**REQUIRED WORK**: Copy out every line of the entries below, requests included, but shift each coordinate in the answer points by -44. Leave out the pictures.

**INFORMATION GIVEN**:
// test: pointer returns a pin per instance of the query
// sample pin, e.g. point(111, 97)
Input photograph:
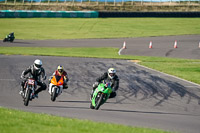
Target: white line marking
point(169, 75)
point(7, 80)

**EXERCISE SOLUTION**:
// test: pointer returns a pin per instance of the query
// sample pin, e.g. point(111, 97)
Input photograph:
Target: white line marking
point(125, 31)
point(-37, 36)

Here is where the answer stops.